**Texto extraído**:
------------------------------------------------------------
Memorial 9/11
No es fácil
visitar un lugar cuya importancia está marcada por la tragedia. Las imágenes de lo que ahí pasó siguen
viniendo a la mente inevitablemente.
Recuerdo que aquella mañana, yo estaba trabajando cuando alguien dijo
“un avión se ha estrellado en una de las torres en Nueva York”. Parecía un mal chiste o un adelanto de una
película de ciencia ficción. Bajamos
todos a la sala donde había una pantalla gigante y pudimos ver en vivo el fuego
en uno de los edificios. De pronto,
apareció otro avión y lo vi, en “tiempo real”, estrellare en la segunda
torre. Mientras ardían ambas, uno de mis
colegas dijo “acaba de cambiar la historia de la humanidad”. A los minutos, la tele mostró el desplome de
uno de los íconos de la economía mundial como un castillo de naipes. No entendía nada; mi única certeza era ser
testigo de tiempos intensos y dramáticos.
------------------------------------------------------------
[Descripciones de regiones en lenguaje natural]
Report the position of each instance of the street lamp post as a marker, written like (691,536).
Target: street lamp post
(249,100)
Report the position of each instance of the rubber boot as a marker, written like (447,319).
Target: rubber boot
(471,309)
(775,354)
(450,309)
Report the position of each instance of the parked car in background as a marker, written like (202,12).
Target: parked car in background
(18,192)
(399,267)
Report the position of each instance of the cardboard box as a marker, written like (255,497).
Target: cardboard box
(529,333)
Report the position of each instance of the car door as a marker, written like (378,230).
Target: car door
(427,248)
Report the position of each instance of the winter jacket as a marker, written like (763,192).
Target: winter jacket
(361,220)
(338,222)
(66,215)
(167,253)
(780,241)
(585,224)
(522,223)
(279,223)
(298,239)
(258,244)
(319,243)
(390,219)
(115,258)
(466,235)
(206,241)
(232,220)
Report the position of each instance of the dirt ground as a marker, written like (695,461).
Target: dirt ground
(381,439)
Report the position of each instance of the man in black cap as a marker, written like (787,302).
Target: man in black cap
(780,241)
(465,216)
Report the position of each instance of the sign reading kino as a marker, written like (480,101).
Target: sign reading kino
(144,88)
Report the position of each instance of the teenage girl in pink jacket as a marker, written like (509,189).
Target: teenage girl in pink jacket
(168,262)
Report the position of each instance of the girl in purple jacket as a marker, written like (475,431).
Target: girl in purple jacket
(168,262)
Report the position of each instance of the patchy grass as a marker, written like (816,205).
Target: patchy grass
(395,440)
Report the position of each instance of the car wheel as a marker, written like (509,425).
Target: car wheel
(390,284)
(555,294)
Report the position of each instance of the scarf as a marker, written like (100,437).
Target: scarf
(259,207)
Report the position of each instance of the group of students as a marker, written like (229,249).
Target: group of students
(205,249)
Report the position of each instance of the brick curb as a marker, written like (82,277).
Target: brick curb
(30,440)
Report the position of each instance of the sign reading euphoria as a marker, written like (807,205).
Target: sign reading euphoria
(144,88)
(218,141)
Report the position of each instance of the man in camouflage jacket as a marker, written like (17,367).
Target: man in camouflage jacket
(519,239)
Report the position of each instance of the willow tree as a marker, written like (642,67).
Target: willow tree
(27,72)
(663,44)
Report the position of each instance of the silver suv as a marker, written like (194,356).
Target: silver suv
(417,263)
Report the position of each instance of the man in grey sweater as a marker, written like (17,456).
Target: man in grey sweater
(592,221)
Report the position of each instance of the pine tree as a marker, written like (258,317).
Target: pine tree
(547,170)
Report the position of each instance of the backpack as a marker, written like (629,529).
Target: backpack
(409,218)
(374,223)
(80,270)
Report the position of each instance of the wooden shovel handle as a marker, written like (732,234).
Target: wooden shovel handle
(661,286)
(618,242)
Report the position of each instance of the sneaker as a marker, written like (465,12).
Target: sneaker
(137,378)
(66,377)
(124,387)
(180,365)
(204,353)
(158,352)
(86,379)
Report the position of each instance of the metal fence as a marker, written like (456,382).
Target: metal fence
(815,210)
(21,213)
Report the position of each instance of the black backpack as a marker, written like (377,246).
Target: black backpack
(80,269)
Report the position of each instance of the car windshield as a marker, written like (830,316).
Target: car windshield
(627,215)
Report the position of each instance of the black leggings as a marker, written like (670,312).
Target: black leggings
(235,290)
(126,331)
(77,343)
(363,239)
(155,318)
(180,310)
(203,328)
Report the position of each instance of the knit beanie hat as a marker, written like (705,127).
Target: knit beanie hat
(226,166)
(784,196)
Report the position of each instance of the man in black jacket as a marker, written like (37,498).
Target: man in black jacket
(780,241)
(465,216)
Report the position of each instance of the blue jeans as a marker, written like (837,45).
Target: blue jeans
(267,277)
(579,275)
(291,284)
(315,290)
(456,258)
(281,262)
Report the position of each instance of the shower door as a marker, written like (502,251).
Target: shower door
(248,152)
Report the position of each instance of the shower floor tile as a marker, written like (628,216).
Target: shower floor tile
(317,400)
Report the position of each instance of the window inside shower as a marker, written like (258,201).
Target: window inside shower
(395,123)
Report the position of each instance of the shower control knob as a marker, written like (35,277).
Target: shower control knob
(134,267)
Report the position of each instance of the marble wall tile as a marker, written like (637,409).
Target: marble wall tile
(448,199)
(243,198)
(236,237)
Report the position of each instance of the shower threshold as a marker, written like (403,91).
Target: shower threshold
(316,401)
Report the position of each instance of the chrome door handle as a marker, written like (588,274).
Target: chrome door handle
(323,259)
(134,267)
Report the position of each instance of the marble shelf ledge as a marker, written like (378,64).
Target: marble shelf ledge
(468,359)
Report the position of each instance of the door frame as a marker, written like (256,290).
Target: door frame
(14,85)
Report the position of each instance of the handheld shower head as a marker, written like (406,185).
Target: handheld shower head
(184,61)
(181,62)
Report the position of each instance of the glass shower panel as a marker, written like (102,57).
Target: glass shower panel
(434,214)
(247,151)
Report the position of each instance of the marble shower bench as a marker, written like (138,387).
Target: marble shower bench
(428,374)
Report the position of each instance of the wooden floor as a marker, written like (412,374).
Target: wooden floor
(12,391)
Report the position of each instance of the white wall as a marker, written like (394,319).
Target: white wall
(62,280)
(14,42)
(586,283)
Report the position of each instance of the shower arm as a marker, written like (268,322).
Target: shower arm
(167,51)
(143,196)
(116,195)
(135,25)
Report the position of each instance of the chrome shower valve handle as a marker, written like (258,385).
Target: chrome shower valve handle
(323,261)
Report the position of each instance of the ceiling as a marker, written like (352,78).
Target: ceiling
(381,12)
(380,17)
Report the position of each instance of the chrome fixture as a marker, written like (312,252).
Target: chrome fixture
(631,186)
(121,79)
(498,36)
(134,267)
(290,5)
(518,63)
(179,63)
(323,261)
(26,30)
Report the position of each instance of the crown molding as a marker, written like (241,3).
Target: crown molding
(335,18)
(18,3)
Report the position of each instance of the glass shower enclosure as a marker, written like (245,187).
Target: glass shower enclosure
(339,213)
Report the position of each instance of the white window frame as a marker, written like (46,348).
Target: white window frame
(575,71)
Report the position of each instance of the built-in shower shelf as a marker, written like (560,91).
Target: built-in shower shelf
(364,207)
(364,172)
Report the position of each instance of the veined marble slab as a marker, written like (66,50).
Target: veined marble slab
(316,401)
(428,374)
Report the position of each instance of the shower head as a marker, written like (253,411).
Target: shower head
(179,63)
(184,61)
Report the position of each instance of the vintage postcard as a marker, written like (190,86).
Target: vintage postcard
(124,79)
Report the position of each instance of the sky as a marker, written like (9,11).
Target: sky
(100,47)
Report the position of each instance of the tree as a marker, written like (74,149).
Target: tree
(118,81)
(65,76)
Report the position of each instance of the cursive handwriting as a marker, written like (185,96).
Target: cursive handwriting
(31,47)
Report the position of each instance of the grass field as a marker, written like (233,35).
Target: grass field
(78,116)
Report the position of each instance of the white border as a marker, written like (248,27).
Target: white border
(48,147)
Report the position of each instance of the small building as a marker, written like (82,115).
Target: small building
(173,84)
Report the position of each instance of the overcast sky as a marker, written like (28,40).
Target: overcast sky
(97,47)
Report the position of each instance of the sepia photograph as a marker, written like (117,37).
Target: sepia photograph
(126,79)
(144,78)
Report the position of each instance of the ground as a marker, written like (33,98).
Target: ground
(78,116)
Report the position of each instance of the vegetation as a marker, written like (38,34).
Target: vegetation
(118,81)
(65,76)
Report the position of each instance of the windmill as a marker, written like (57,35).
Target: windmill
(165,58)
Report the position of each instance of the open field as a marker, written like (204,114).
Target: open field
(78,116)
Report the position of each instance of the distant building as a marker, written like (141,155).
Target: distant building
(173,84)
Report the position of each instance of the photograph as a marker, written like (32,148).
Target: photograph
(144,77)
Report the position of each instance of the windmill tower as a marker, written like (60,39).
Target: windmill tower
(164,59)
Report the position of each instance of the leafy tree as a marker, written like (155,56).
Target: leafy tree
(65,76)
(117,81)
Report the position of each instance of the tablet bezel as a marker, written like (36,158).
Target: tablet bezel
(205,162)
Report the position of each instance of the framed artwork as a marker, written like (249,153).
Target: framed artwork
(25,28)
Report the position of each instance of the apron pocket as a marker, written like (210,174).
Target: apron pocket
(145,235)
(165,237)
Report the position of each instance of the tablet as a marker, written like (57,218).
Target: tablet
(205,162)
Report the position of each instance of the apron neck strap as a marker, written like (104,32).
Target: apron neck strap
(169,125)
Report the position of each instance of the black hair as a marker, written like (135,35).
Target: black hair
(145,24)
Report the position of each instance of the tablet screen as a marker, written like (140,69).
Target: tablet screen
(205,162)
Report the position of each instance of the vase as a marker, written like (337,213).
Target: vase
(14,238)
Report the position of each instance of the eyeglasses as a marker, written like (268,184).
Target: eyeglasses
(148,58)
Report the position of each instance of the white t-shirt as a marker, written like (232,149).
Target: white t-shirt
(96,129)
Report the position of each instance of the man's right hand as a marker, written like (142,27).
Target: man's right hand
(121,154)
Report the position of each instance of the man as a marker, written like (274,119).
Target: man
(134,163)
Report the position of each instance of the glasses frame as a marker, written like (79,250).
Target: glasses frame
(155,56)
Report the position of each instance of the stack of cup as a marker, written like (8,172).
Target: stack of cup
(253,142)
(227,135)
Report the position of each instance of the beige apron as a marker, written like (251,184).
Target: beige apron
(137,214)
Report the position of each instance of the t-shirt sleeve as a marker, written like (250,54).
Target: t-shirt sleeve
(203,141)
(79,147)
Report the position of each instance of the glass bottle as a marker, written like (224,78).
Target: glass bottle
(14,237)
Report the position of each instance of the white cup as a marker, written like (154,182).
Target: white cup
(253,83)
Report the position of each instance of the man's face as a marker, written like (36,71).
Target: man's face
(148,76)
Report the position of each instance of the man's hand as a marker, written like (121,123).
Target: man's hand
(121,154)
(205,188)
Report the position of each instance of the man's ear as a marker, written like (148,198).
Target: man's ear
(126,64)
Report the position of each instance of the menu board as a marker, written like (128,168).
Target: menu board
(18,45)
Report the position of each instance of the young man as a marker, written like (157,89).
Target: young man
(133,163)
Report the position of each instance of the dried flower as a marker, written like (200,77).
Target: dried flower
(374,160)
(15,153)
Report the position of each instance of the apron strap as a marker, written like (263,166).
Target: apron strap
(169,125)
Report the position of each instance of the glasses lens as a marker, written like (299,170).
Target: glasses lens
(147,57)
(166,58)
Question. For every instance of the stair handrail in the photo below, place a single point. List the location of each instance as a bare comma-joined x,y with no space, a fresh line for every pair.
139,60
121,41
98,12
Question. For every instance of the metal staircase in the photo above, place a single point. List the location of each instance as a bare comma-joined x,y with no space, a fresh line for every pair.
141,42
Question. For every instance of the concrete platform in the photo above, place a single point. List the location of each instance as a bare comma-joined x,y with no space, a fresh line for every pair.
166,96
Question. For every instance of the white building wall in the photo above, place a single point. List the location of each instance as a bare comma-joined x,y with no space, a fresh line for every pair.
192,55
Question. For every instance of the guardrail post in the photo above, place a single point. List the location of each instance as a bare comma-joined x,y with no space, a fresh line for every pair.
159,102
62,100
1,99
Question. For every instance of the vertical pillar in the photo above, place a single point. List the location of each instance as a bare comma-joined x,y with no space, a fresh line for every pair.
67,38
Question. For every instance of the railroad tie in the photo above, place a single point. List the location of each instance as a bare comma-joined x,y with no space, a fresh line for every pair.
------------------------------------------------------------
**Conjunto de tareas**:
**A)** Traduce al inglés, por favor, esta oración del texto sobre el Memorial 9/11: "Parecía un mal chiste o un adelanto de una película de ciencia ficción."
**B)** Copia literalmente un fragmento del texto sobre el Memorial 9/11: comienza en las palabras "Memorial 9/11" y detente después de "intensos y dramáticos.".

**Respuestas**:
**A)** It seemed like a bad joke or a trailer for a science fiction movie.

**B)**
Memorial 9/11
No es fácil
visitar un lugar cuya importancia está marcada por la tragedia. Las imágenes de lo que ahí pasó siguen
viniendo a la mente inevitablemente.
Recuerdo que aquella mañana, yo estaba trabajando cuando alguien dijo
“un avión se ha estrellado en una de las torres en Nueva York”. Parecía un mal chiste o un adelanto de una
película de ciencia ficción. Bajamos
todos a la sala donde había una pantalla gigante y pudimos ver en vivo el fuego
en uno de los edificios. De pronto,
apareció otro avión y lo vi, en “tiempo real”, estrellare en la segunda
torre. Mientras ardían ambas, uno de mis
colegas dijo “acaba de cambiar la historia de la humanidad”. A los minutos, la tele mostró el desplome de
uno de los íconos de la economía mundial como un castillo de naipes. No entendía nada; mi única certeza era ser
testigo de tiempos intensos y dramáticos.